Work required –
Look through the data below for the line with "Target: ocean" and the line with "[[400, 34], [382, 260], [297, 66]]", then output those two and all lines in between, exactly as written.

Excerpts from a dataset –

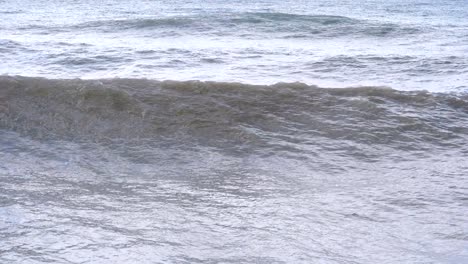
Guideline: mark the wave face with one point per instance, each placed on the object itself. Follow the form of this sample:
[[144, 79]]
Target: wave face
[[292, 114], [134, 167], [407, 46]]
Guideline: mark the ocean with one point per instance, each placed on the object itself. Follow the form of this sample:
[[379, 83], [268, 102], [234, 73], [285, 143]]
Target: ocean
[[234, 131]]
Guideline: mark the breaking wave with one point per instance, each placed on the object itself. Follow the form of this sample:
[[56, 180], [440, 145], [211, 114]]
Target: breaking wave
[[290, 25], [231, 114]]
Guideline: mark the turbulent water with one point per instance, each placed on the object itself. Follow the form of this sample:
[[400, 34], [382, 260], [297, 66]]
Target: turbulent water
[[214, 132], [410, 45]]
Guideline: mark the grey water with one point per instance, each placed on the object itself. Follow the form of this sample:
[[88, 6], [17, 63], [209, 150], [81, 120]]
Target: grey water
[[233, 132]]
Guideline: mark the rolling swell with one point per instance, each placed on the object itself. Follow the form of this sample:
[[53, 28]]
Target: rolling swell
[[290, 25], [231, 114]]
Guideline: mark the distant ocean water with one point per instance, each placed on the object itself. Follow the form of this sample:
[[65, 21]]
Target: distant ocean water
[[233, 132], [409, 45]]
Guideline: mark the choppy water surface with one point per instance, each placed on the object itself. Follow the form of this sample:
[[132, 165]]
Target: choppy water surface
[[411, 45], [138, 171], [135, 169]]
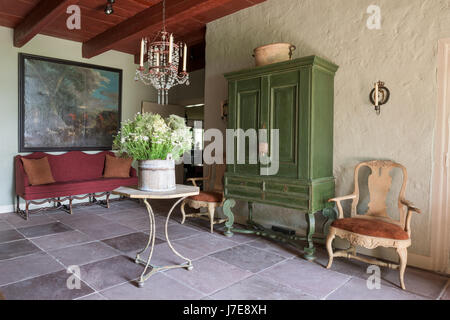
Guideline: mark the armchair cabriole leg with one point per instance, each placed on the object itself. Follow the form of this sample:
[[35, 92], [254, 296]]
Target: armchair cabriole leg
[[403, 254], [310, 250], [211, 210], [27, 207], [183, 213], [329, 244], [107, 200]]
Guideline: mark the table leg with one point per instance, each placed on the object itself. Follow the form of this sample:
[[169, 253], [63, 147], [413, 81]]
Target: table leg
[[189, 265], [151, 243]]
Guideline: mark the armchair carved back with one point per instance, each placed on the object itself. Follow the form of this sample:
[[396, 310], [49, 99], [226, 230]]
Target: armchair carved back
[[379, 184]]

==

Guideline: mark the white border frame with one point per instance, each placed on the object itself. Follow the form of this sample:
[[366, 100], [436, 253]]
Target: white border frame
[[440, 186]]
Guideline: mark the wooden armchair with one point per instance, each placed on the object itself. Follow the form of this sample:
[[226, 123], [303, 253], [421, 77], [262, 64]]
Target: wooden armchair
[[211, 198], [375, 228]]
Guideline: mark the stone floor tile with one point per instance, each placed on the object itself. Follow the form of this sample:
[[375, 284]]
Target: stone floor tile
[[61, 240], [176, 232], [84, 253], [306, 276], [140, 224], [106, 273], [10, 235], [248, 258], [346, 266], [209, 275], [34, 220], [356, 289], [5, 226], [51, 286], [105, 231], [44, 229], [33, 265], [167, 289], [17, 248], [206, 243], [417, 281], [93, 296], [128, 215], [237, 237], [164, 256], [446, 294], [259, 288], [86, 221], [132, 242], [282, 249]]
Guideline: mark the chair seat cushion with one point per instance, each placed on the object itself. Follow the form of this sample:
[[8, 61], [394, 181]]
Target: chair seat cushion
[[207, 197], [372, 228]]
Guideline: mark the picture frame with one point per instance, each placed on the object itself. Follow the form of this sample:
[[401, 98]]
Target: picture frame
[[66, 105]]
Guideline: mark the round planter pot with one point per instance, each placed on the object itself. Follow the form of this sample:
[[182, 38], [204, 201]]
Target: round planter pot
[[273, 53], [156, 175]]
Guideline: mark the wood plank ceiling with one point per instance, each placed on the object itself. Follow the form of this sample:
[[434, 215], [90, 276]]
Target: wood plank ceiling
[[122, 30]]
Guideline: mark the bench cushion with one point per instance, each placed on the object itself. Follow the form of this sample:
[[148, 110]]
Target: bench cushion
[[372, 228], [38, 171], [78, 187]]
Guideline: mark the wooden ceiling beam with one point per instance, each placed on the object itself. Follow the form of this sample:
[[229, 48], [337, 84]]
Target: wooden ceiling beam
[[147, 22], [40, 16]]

Answer area –
Target: ocean
[[234, 131]]
Guideline: mark the breaking wave with one point per instance, each placed on the object itself. Follow the form of this sample:
[[56, 180], [440, 145], [211, 114]]
Target: breaking wave
[[290, 25], [231, 114]]
Guideline: mark the turbulent water with one point per instance, each placed on the object itself. Follow the form of this sample:
[[400, 34], [382, 260], [297, 66]]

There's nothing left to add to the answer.